*TASK ITEM*. Please transcribe, exactly, the line that contains "Check that every instance of the man's eye" and every line after it to the end of the records, and nothing else.

*TASK MATERIAL*.
***

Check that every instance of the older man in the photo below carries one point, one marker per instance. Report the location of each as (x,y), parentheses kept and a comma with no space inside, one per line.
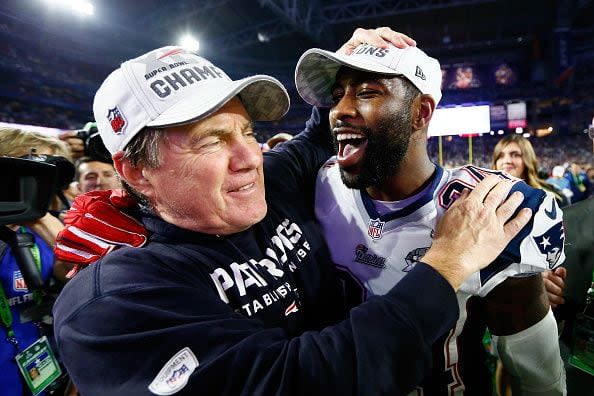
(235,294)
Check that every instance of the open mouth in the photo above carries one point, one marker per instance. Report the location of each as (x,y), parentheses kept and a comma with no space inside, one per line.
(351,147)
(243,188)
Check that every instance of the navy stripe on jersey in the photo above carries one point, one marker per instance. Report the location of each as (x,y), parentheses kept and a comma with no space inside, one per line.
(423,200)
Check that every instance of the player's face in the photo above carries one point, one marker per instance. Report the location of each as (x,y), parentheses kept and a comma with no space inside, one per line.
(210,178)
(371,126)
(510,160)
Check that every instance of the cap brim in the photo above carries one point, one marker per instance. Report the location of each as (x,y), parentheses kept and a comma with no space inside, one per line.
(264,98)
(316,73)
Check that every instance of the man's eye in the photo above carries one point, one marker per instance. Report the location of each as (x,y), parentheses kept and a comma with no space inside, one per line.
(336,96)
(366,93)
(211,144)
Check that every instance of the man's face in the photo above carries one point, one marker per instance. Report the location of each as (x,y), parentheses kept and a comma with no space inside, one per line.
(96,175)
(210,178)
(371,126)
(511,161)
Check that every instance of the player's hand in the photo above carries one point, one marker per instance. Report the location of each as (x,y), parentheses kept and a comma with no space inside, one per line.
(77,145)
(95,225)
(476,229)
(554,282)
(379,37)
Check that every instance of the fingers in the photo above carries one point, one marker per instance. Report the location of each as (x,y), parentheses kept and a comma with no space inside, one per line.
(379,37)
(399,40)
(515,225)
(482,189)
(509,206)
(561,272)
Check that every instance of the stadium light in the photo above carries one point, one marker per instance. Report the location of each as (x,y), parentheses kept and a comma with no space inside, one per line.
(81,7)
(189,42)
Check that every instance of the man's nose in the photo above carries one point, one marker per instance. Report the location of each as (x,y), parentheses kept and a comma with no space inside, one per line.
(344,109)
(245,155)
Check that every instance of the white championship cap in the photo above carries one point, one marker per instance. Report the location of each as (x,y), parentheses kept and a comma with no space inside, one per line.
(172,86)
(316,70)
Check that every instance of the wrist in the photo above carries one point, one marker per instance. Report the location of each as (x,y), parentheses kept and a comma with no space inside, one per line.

***

*RESULT FOR THIS TASK*.
Check that every instance of the man's eye in the photo above carries one point, one marker per instance. Report the location of each as (x,y), parentheses kept and a comma with no space inside, one per line.
(336,96)
(366,93)
(211,144)
Check that every instance of the man's face in the photo above carries one point, one marker per instance. Report the location of each as (x,y), parentheses kept and a comma with no space inside, one per line.
(96,175)
(210,178)
(371,126)
(511,161)
Check that every instance of the player's hand in the photo above carries one point, one marker per instance. Report the location of each as (x,y), parentheses kept and a comma with no space inside, one per line.
(77,145)
(95,225)
(476,229)
(554,282)
(379,37)
Check that every instance of the fingers in the photo above carries one point, one marker per instance. Report the location of each as (x,y), parentheses kept and a comma with no space inside, one per line.
(379,37)
(399,40)
(515,225)
(482,189)
(509,206)
(561,272)
Check that every instance of the stadium light in the photo above carries one point, one marker per instance. Report the location of each as (x,y), parentheses kept and a comma with no space inside, one per line.
(81,7)
(189,42)
Check that every instance of the man's nose in the photo above carries one point, one marker per instance. Report the location of each as (x,y), parentheses kept and a comma with no space inside, one per line.
(344,109)
(245,155)
Check that every instance of the white championship cap in the photo above carries one point, one marker per instance. Report the location of each as (x,y), parentheses kept and a comma with no space inside, one per line.
(172,86)
(316,70)
Check that every instance of the wrist in the photo above carries one point, one marker per instance. Report the location of each as (x,y), parentheses kept and a comma with no space inside, one per line.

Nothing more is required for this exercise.